### To do
Rescale only the part of the records that opens with the line containing "the white front" and runs through the end of the records, both ends included. Write those lines out again with their requests, multiplying every point coordinate in the answers by 0.95 and rounding to whole numbers, with halves going up.
## start Information provided
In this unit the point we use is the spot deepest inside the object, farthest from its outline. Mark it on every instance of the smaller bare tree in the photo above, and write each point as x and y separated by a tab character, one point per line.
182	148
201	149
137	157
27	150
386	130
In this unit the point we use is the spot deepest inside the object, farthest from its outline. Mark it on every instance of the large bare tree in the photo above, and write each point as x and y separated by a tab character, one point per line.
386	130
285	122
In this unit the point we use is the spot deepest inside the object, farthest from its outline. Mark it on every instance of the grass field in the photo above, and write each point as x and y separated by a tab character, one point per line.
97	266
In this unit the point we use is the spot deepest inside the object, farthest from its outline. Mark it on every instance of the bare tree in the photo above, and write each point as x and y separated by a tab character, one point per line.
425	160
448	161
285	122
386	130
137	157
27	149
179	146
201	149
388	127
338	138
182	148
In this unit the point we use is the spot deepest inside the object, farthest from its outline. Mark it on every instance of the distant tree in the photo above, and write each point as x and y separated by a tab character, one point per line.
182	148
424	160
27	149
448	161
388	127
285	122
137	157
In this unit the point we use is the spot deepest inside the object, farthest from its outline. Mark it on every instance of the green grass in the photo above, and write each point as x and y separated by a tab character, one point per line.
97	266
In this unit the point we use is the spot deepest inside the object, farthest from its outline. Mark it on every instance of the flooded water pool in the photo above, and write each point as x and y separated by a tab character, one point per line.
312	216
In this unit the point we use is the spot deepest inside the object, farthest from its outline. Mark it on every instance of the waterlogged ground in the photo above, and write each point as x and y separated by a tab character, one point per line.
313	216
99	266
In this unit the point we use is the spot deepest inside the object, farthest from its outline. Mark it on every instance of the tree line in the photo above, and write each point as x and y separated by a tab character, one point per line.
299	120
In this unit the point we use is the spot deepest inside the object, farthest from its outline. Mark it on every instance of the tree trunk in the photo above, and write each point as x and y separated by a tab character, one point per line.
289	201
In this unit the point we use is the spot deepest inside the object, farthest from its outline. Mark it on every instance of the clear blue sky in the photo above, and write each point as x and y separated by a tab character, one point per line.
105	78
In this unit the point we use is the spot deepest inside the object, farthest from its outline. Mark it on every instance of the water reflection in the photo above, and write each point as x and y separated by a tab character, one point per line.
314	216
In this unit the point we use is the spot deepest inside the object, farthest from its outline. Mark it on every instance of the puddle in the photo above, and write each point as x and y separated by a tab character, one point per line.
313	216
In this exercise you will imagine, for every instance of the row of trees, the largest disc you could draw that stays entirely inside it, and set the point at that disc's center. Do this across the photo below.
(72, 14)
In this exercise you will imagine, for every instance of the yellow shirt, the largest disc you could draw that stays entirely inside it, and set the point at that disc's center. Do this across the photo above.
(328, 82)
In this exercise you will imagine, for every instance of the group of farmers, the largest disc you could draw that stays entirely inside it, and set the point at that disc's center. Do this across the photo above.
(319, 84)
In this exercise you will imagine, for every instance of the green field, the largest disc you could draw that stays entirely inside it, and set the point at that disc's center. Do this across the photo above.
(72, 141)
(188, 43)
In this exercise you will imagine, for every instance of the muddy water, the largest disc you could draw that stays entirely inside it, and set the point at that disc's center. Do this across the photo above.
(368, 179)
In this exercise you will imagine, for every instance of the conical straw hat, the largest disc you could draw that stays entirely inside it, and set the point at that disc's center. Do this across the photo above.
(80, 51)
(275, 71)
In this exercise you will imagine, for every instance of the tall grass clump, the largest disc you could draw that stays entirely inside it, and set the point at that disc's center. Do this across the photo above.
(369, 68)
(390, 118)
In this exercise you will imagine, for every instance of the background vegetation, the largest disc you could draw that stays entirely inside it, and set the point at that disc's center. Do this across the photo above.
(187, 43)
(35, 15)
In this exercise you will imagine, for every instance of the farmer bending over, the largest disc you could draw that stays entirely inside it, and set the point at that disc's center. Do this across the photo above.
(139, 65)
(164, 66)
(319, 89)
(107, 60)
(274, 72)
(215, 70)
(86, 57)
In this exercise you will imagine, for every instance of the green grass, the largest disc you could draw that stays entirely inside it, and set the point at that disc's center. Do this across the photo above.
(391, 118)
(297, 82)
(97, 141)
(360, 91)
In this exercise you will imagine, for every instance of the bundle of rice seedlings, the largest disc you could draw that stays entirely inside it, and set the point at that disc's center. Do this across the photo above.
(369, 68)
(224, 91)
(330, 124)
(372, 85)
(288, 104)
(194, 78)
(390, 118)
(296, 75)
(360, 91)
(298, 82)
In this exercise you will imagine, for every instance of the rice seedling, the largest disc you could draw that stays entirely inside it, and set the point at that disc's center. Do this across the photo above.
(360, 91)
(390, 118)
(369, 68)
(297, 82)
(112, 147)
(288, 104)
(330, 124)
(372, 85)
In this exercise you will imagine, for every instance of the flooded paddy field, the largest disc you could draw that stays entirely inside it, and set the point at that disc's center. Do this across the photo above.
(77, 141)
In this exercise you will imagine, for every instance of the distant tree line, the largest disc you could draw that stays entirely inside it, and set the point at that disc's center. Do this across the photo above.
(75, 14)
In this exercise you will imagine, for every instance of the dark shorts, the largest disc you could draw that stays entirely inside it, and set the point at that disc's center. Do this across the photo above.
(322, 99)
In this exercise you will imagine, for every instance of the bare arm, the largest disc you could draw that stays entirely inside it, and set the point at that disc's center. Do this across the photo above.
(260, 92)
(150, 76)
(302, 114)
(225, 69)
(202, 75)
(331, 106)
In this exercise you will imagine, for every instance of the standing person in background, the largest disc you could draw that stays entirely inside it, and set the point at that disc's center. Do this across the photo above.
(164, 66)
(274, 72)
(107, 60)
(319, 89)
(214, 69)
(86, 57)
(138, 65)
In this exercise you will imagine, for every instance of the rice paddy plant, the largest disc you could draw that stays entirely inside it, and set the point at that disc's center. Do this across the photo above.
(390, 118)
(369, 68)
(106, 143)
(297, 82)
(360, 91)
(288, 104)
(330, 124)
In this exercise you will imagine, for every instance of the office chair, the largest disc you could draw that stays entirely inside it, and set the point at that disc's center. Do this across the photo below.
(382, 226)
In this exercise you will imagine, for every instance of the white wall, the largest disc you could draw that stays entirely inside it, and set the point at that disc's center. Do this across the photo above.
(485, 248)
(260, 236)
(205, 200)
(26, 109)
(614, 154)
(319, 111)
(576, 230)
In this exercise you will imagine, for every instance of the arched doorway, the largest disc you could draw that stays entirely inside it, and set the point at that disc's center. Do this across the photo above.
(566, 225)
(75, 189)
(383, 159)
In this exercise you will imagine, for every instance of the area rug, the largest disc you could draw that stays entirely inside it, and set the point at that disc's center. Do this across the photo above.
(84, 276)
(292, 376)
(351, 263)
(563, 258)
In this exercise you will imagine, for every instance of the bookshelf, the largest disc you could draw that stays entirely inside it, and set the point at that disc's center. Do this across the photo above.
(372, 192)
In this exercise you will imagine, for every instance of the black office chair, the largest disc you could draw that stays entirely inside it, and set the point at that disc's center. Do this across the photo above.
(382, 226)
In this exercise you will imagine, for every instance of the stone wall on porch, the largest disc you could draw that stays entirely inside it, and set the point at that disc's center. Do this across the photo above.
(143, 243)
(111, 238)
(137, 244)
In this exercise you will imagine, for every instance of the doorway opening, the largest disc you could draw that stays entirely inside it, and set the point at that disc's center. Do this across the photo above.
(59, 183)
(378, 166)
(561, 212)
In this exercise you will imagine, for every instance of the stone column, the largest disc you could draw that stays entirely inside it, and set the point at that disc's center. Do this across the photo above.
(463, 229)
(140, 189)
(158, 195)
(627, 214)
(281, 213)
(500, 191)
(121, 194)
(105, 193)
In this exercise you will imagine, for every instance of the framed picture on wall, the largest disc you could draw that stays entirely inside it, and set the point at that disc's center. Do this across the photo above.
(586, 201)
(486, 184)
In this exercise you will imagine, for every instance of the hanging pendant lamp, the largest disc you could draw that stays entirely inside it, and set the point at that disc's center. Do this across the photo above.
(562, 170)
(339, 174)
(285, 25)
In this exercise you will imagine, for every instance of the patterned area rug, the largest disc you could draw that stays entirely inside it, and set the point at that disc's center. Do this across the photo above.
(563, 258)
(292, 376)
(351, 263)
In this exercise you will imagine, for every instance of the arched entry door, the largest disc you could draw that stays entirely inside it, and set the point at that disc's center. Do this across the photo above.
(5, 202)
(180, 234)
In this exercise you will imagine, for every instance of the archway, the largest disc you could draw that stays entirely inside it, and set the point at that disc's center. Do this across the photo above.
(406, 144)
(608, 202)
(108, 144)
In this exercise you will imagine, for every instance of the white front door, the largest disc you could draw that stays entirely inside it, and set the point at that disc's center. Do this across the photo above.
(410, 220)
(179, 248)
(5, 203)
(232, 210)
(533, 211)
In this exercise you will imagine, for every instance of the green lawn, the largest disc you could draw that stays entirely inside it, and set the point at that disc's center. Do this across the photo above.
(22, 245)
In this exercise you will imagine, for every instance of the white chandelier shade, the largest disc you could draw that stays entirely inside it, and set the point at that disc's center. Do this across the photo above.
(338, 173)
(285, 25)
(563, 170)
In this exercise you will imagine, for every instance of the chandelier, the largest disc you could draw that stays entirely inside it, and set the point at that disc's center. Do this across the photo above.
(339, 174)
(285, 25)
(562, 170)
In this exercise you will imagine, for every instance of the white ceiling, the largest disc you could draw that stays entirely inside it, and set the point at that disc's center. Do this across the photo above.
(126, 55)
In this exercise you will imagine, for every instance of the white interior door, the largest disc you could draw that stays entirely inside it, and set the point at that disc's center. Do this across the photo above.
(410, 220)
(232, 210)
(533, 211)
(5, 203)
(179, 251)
## end Information provided
### Reply
In this exercise you will imagine, for every instance of the white front door, the largest disc you could draw that stays entirely inside it, and set the point at that disc's center. Do this across the photo above.
(390, 209)
(170, 236)
(5, 193)
(220, 200)
(506, 200)
In this exercise you will imagine, for every instance of the green lawn, the largest disc you could draw that stays entirely inside it, and set the point at that disc's center. Do this across the photo above.
(21, 233)
In this exercise you will imagine, for every instance of the white chandelier shade, the largest disc you could draw that stays entirely inside it, and set the point at that disc's center. Do this across the photo above.
(321, 164)
(271, 24)
(535, 162)
In this exercise you will imagine, for every instance of the chandelier, the largest disc you could draw that stays entirely inside it, and set the point at that disc's center. Do this across the photo above.
(322, 165)
(271, 24)
(534, 162)
In this exercise you will imagine, for every instance of the white ceiling, the largest disc you could draw that stays entirely inside it, and set the point at that disc's center. Do this across the photo above.
(120, 52)
In this exercise you will imagine, for every instance of the white interior door, the largest disc you could draw that stays entirely inside it, and set the point at that disc's center. Do this across the photo above.
(390, 209)
(220, 200)
(506, 200)
(5, 193)
(170, 238)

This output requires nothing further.